◆ **Tarefa a fazer**: No texto sobre Copacabana, onde fica o quiosque cubano-caribenho que não dorme?

◆ **Texto**:
+++++

Copacabana, meu amor

Copacabana, meu amor

Na rua Siqueira Campos, em Copacabana, “saturação” é uma palavra inócua: não dá conta do recado que lhe é dado; não comunica, não executa a mensagem, não é signo. Falta-lhe poder de significado e efeito de significante.  Se tudo no Rio de Janeiro satura, na Siqueira Campos, entre os Postos 3 e 4 da orla marítima da Avenida Atlântica, o derramamento de cores supera até mesmo o derramamento de sangue do cotidiano carioca.

A Avenida Nossa Senhora de Copacabana fecha os olhos para não ver. A rua Barata Ribeiro se acotovela com o Bairro Peixoto, das feirinhas de artesanato. Na fronteira, a favela grita e suspira; desse imbróglio provinciano e cosmopolita, vê-se o Cristo da janela e nos lembramos de certo glamour, logo desfeito, porque sempre alguém passa gritando: “Gostosa! Quentinha! Tapioca!” Não escapou esse contraste de som e paisagem dos olhos azuis do filho do Sérgio, o Buarque de Holanda.

Na Rua Siqueira Campos há um residencial imenso, diluído nas peles do Shopping Cidade de Copacabana. Neste misto de tudo e de nada, a sobrecarga de paisagem urbana extrapola o narrável: não se narra nem se descreve, para o desgosto dos que se perdem na dúvida de Lukács.

Acotovelam-se tudo e todos com a plateia do Teatro Net, os fregueses do Hiper Extra, os clientes de luxo subdesenvolvido dos antiquários sem glamour e empoeirados que aparecem aos borbotões, como se brotassem da terra, mais do que do tempo.

Não se mede o tempo em Copacabana. Sem os arcos atemporais da Lapa, Copa nunca dorme: menos negra do que já fora, tem um acinzentado peculiar, uma brancura falida dos outrora glamurosos no bairro mais idoso da América Latina; a brancura dos turistas com algum dinheiro e sanha por libertinagem sem humildade, cheia de paixão e curiosa pela morte. Os negros e mulatos que fazem o país descer a ladeira para gozar e fazer gozar. A brancura amarela dos latino-americanos que ali se aglomeram e povoam os quiosques e restaurantes: para ser garçom em Copacabana, parece, deve-se ter o espanhol como língua materna.

Abracadabra! Revela-se a mágica do quiosque cubano-caribenho que não dorme. Tem nome de passe de mágica, na saída da Rua Duvivier, Posto 2, ao lado do Beco das Garrafas. Para alguns sem rumo, a Duvivier não tem becos de garrafas, mas becos de palavras, pois é a rua de Ferreira Gullar. Do “Seu Ferreira”, como dizem os mendigos e comerciantes de bairro que ainda chamam os clientes pelo nome e lhes perguntam pelos seus entes queridos com intimidade desinibida. São padeiros, jornaleiros, floristas, todos saudosos do poeta, com anedotas mil a respeito dele.

+++++

◆ **Dados guardados**:

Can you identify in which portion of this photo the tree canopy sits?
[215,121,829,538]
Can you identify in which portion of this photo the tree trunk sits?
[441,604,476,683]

+++++

◆ **Resposta da tarefa**: Na saída da Rua Duvivier, no Posto 2, ao lado do Beco das Garrafas.